Whenever 70-year-old basketball coach Steve Fisher retires at San Diego State, you can bet a statue of his likeness will stand outside Viejas Arena for decades to come.
Fisher is San Diego State basketball. Before his arrival on Montezuma Mesa in 1999, the Aztecs were perennial punching bags. The transformation of San Diego State from bottom-feeder into a perennial NCAA Tournament is among the more remarkable turnarounds in college basketball history.
The coming season is the decade anniversary of San Diego State first arriving on the national scene, when Brandon Heath and Mohamed Abukar led the Aztecs to 24 wins and the Big Dance.
After 10 years of winning, the next step for Fisher to truly cement his legacy — and perhaps command the praise his tenure at San Diego State deserves — is in taking the Aztecs to the Final Four.
The 2015-’16 season might well be when that finally happens. Fisher returns plenty of experience from a lineup that ranked fourth nationally in adjusted defense a season ago, per KenPom.com.
The Aztec offense struggled at times in the team’s run to the Round of 32 last year. However, explosive forward Zylan Cheatham joining the lineup in the coming season promises to add firepower.
Cheatham also adds more length to what is already one of the longest collective rosters in the nation. With wings that go between 6-foot-6 and 6-foot-8, like Winston Shepard and Matt Shrigley, San Diego State has one of the biggest perimeters in college basketball.
The continued progress of promising big man Malik Pope should give the Aztecs a one-two punch on the low post with star Skylar Spencer. Altogether, the Aztecs have the physical makeup of a Final Four caliber bunch.
San Diego State’s been close a couple times in the last half-decade. The 2010-’11 team entered the NCAA Tournament ranked in the Top 10 nationally and was the West Region’s No. 2 seed.
It made the Sweet 16, but ran into a buzz saw named Kemba Walker on UConn’s way to a national championship.
Three years later back in Anaheim, a short jaunt north on the 5 from San Diego, the Aztecs again bowed out in the Sweet 16 — but not before leading top-seed Arizona for all but the final few minutes.
The 2014 loss to Arizona ostensibly served as an indicator of where San Diego State is in the college basketball landscape. It’s close to the upper echelon — oh so close — but not quite there.
Not yet, anyway.
San Diego State is still something of a little brother to other Western programs like Arizona and UCLA, or even Gonzaga. All have more established histories of success, though the Zags are still seeking that first Final Four appearance, much like San Diego State.
Getting to that promised land before Gonzaga would elevate State above the Zags on the national, and put the Aztecs on more equal footing with its Pac-12 brethren — especially if neither the Bruins nor Wildcats make the Final Four in 2016.
Gaining such clout is significant, as it ensures San Diego State’s basketball identity is more than just its creator, Fisher. The head coach is among the oldest in the game and his retirement nears.
He’s built an infrastructure that would allow his successor to thrive. When one talented leaves, like when Shepard graduates after this season, Fisher has a replacement like Missouri transfer Montaque Gill-Caesar ready to step in.
Whereas Viejas Arena was once a fine place for an undergrad to get homework completed, it’s now one of the most difficult places to score a ticket to in America’s Finest City.
The Aztecs are flourishing because Fisher’s entrenched San Diego State in the deep recruiting pools of California. It’s also gaining a reputation nationally that reaching a Final Four would expand out exponentially.

(Stored dataset rows)
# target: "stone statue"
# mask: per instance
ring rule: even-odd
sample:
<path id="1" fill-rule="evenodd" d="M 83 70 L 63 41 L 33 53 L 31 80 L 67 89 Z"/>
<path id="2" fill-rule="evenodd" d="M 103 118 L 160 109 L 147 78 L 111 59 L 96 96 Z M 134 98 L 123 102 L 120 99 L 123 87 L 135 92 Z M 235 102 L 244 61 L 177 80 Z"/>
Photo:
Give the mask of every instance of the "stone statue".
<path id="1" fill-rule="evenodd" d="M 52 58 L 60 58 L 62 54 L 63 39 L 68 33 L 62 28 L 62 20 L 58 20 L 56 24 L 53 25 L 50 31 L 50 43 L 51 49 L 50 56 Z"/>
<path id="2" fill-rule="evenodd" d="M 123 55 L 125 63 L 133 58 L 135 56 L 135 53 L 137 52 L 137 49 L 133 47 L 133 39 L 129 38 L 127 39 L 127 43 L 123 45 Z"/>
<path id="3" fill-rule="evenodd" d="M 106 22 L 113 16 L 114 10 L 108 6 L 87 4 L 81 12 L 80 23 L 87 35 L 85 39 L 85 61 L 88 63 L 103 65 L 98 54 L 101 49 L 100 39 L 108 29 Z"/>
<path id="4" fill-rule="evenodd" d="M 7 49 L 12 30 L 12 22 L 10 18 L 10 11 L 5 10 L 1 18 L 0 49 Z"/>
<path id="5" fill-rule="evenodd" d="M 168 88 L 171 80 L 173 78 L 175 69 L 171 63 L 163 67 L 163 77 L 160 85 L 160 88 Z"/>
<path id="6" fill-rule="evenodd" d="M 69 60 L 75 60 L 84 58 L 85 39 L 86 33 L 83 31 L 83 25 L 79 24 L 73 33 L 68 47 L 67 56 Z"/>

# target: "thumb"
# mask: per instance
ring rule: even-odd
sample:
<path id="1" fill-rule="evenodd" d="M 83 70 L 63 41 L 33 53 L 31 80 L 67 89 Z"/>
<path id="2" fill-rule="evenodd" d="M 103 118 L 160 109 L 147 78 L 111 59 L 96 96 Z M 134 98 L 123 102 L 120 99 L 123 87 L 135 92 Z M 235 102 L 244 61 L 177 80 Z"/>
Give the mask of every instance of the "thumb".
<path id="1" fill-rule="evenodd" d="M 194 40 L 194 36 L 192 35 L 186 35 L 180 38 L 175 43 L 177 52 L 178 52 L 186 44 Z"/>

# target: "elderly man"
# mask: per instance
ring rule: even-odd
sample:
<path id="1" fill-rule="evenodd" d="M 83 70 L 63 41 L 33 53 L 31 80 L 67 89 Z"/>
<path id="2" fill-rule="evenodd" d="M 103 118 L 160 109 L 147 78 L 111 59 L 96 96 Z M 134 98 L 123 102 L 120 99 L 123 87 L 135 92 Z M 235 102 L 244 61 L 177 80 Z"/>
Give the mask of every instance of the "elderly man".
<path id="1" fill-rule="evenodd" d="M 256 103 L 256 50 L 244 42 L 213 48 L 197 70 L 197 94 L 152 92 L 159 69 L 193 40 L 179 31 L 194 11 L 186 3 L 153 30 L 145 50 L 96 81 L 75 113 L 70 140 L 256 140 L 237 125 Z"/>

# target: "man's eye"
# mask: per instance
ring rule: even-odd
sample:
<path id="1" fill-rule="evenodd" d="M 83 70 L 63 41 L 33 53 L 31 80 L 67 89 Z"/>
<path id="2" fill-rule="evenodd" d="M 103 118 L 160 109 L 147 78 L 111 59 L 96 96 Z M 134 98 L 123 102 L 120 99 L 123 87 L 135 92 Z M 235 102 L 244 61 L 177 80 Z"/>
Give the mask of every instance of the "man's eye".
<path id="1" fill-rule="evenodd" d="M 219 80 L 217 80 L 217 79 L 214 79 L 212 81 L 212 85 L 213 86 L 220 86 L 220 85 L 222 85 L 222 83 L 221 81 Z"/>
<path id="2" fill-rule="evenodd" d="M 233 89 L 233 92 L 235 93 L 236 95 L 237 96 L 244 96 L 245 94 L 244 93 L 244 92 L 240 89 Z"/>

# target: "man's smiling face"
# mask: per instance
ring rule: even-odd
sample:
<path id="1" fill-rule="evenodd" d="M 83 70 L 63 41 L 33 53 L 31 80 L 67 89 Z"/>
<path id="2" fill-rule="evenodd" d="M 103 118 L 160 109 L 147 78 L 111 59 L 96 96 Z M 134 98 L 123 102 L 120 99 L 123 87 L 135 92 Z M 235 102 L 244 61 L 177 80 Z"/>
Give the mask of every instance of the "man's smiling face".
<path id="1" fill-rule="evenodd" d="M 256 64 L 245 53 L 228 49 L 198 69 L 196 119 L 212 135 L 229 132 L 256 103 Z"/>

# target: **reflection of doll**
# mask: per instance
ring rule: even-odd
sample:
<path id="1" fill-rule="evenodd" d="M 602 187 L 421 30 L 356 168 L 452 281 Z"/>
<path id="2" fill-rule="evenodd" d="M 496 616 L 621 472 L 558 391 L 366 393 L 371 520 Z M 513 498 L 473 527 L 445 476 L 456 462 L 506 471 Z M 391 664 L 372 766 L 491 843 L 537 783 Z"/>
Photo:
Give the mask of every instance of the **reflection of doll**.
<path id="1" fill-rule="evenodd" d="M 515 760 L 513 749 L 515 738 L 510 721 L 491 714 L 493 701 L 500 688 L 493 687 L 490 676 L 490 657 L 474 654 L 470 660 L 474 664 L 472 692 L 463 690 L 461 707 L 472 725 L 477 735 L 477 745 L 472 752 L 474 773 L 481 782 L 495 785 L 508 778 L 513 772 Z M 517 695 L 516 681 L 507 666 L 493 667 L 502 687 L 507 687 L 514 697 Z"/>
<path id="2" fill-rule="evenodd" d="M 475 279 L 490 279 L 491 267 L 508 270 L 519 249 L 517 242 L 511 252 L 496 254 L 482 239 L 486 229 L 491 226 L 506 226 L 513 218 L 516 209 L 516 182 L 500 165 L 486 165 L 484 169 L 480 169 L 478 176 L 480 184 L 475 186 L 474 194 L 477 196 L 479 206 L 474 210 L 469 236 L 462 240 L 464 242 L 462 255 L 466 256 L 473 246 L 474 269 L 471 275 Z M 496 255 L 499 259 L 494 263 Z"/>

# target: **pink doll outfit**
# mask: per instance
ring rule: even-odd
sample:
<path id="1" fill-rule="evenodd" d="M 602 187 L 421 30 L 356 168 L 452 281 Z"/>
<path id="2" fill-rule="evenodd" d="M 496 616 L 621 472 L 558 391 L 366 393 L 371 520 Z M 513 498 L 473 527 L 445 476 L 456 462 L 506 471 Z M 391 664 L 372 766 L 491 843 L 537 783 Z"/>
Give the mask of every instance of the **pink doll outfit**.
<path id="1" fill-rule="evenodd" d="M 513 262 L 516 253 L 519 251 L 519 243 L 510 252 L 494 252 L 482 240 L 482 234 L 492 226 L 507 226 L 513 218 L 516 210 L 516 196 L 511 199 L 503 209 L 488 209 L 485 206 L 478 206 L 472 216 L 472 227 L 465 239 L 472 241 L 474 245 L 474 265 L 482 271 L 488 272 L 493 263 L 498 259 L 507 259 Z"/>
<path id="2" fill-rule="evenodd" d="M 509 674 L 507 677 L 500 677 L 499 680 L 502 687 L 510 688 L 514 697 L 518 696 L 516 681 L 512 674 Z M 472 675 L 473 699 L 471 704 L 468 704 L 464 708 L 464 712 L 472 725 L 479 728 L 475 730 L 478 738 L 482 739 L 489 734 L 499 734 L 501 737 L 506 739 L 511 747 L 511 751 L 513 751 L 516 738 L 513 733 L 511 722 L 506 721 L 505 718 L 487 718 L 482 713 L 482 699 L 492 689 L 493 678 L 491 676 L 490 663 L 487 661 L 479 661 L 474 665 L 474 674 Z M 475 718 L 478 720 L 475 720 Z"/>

| Task |
Answer these questions using the article on San Diego State basketball:
1. In what year did Fisher arrive on Montezuma Mesa?
2. Which player did the 2010-'11 team run into in the Sweet 16?
3. Who is named as ready to step in when Shepard graduates?

| Answer space |
1. 1999
2. Kemba Walker
3. Missouri transfer Montaque Gill-Caesar